Your assignment
Return every line of the records that includes the string "forearm".
------------------------------------------------
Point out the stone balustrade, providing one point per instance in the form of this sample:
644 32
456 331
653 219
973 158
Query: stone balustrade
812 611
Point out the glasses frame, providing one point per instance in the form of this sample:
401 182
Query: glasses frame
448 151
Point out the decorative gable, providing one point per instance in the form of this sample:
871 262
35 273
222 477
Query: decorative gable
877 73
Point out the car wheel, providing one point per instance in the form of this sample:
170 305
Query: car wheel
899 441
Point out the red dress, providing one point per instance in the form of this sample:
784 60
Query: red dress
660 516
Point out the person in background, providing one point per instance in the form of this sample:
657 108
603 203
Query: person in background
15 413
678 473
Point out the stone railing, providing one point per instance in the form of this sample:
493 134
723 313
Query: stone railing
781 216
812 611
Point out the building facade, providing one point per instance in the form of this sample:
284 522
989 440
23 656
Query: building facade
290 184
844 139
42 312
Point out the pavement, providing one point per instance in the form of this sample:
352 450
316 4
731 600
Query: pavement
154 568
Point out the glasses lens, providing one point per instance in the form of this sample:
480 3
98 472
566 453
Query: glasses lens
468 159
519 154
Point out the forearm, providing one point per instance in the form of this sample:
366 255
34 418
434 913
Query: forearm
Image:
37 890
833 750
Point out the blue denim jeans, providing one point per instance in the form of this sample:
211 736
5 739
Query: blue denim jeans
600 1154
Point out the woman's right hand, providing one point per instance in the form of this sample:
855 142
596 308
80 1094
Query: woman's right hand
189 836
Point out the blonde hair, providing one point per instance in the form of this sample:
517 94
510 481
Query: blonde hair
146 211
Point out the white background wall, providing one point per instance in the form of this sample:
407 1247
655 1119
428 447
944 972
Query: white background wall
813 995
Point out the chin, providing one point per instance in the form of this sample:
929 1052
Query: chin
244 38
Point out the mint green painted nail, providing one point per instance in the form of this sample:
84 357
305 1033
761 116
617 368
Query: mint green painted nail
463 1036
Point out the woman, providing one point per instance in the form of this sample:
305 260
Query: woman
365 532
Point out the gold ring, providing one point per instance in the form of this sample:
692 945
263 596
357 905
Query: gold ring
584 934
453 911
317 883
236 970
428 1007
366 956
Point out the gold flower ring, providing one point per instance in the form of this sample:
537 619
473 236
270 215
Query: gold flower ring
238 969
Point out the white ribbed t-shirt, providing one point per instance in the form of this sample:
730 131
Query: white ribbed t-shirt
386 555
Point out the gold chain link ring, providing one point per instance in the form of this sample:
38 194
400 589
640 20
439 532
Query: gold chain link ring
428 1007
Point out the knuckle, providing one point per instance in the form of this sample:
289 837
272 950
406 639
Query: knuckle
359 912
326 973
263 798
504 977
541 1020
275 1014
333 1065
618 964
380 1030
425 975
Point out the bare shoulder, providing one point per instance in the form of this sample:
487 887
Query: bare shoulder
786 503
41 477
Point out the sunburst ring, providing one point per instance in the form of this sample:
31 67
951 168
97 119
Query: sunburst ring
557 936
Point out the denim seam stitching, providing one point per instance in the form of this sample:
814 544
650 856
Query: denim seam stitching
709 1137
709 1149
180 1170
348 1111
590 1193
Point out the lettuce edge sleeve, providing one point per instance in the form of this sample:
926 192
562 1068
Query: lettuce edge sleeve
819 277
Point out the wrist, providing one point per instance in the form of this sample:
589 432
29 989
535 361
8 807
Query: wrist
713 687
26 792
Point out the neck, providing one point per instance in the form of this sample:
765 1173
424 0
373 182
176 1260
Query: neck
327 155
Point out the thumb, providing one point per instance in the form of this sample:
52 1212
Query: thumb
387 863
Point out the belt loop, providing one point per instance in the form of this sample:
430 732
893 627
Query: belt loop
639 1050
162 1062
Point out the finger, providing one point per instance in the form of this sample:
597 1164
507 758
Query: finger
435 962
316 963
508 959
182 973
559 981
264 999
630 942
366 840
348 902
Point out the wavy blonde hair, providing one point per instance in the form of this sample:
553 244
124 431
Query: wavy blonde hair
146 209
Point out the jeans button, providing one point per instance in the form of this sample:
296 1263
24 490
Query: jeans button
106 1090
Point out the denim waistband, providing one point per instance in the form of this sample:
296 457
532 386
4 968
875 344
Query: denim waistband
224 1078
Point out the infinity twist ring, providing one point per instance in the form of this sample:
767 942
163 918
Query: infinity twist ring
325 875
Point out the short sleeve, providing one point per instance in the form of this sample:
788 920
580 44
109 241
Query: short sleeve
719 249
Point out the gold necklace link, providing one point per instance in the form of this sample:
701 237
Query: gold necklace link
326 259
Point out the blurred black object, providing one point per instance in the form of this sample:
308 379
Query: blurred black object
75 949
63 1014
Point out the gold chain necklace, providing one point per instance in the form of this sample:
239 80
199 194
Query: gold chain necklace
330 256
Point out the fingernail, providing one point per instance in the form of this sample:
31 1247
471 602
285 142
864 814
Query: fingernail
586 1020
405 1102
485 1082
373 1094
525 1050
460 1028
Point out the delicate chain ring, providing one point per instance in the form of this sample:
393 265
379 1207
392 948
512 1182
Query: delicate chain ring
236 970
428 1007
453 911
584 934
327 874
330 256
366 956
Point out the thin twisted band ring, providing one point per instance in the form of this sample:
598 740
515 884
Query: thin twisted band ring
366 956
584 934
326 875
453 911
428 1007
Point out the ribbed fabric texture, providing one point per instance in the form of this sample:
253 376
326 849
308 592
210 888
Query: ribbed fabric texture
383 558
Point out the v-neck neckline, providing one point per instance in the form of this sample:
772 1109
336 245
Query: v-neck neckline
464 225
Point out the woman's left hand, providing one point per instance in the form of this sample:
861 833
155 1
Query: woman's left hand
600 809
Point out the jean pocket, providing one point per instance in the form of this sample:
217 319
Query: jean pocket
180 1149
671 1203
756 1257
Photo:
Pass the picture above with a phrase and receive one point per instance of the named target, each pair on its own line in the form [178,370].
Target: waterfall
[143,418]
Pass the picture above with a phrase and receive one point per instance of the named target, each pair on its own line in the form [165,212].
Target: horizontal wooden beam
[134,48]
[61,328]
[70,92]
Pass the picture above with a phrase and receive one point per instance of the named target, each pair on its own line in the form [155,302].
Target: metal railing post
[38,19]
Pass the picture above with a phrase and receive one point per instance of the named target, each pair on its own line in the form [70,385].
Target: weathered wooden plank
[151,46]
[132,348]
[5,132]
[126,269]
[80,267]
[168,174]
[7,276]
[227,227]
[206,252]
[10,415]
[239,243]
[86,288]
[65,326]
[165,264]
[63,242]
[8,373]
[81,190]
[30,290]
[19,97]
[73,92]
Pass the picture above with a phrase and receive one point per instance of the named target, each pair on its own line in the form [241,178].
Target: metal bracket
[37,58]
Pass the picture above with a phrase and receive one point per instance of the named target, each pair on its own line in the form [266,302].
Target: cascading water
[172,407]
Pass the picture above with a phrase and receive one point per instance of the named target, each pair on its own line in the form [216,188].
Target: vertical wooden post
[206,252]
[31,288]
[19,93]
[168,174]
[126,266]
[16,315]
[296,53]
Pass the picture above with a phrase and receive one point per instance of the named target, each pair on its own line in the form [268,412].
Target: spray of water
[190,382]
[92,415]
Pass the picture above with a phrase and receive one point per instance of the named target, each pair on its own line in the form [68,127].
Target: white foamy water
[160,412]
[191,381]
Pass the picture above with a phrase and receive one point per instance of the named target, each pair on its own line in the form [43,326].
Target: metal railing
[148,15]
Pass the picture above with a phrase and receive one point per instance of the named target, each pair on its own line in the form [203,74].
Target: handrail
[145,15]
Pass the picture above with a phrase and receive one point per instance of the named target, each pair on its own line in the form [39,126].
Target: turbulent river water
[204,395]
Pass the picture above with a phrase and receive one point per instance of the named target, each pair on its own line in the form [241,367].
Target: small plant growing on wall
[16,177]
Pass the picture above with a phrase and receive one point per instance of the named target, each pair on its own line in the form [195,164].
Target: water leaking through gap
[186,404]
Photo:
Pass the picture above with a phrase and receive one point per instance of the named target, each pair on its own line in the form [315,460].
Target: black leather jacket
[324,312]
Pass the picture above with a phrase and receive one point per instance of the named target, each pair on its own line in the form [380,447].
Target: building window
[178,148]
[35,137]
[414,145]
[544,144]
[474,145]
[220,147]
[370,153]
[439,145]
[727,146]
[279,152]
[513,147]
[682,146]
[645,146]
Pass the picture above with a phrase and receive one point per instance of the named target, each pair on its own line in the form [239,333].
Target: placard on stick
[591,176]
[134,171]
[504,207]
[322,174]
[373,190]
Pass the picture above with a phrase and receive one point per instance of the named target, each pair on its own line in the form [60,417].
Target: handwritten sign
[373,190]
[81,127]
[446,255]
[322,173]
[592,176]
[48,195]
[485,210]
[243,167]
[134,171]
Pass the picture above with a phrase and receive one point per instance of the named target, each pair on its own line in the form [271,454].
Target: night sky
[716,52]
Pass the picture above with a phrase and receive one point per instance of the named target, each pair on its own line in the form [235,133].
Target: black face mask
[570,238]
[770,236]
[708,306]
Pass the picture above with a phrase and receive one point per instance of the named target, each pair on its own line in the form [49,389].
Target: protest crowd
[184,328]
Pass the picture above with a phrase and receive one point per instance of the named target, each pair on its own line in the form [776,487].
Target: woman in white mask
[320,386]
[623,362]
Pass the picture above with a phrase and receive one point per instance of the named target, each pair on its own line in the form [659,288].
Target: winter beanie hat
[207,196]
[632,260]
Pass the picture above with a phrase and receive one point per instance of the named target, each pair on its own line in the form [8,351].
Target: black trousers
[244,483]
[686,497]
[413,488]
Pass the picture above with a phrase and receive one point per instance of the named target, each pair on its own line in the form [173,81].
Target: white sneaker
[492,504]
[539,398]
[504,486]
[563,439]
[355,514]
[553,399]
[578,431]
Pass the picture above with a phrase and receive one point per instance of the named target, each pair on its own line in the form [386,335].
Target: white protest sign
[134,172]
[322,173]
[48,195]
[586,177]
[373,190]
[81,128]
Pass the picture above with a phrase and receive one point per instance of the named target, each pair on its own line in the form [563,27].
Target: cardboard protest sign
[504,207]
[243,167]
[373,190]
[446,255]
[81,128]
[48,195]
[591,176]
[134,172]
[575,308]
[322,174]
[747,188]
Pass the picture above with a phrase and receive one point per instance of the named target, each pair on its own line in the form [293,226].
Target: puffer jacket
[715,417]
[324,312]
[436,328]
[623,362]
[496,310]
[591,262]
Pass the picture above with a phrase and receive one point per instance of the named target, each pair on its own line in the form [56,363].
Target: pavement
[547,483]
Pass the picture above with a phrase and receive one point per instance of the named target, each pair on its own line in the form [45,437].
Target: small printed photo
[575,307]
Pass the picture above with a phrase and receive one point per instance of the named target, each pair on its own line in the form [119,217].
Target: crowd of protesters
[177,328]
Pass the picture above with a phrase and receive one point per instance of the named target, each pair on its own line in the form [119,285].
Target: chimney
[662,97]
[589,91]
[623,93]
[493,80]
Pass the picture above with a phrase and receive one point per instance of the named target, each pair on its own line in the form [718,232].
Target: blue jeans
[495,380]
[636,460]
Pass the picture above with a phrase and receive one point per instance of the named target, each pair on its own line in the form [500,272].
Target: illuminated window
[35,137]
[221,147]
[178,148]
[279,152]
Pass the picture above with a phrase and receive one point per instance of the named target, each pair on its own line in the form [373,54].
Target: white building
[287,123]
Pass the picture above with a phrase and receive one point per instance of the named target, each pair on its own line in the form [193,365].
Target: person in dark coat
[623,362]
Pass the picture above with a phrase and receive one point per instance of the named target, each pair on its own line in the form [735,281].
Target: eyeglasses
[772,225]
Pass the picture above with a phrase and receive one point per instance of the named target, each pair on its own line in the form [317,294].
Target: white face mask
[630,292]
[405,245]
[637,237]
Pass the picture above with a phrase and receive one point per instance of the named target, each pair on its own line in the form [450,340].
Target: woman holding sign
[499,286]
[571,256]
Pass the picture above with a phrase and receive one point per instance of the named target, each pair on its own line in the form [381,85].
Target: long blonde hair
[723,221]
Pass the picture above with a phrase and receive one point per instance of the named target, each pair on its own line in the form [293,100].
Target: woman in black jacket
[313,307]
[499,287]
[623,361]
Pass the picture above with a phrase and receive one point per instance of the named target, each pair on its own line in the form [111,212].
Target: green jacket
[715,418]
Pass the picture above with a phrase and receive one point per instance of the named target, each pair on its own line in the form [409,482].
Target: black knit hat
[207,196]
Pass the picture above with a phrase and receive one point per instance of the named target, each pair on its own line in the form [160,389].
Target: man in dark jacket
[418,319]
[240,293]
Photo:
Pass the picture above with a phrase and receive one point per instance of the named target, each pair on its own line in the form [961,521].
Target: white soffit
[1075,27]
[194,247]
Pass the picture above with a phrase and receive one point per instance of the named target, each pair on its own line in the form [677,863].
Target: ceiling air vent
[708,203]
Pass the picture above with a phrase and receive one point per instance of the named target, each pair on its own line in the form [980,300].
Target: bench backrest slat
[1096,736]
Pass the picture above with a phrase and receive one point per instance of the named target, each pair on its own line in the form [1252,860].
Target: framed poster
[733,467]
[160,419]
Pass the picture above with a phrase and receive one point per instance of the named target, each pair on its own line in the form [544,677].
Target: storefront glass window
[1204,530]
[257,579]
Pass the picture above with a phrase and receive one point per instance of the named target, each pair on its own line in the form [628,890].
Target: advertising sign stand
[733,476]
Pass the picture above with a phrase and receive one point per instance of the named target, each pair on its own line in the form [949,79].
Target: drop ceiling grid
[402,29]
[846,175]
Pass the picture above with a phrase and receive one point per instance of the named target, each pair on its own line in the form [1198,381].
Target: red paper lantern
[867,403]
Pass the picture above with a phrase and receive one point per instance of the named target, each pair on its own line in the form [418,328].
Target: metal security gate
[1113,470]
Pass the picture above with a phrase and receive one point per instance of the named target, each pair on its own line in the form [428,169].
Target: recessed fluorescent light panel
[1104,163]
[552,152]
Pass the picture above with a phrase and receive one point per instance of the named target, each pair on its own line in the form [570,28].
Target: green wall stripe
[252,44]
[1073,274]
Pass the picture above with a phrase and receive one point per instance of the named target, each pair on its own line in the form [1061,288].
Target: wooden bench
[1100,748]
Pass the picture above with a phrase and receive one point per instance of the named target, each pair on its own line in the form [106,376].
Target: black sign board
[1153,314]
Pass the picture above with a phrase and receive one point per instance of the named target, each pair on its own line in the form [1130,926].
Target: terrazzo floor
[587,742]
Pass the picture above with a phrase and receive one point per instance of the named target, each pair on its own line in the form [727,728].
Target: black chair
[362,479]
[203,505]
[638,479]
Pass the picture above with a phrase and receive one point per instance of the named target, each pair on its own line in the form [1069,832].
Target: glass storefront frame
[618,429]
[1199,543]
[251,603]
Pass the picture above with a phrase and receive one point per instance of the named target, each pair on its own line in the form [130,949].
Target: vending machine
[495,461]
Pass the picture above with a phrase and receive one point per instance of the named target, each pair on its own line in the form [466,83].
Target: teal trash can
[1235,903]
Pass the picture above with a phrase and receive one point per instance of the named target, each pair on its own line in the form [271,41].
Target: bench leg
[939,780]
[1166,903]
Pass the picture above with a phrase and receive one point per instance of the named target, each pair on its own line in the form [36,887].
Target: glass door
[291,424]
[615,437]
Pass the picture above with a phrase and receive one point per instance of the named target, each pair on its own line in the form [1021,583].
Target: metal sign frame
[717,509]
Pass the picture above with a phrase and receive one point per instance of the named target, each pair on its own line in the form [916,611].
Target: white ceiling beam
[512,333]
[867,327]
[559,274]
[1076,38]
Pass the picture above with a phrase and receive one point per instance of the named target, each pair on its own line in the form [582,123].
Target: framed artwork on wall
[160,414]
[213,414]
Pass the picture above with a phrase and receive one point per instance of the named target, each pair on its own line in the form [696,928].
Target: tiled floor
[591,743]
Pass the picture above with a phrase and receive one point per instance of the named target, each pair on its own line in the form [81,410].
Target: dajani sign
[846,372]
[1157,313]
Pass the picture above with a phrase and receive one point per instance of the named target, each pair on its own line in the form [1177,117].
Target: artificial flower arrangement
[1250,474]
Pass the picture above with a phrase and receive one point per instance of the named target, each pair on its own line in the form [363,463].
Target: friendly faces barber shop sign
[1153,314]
------------------------------------------------
Result for this exercise
Point out the forearm, providing one point per instance in the form of this sample:
Query: forearm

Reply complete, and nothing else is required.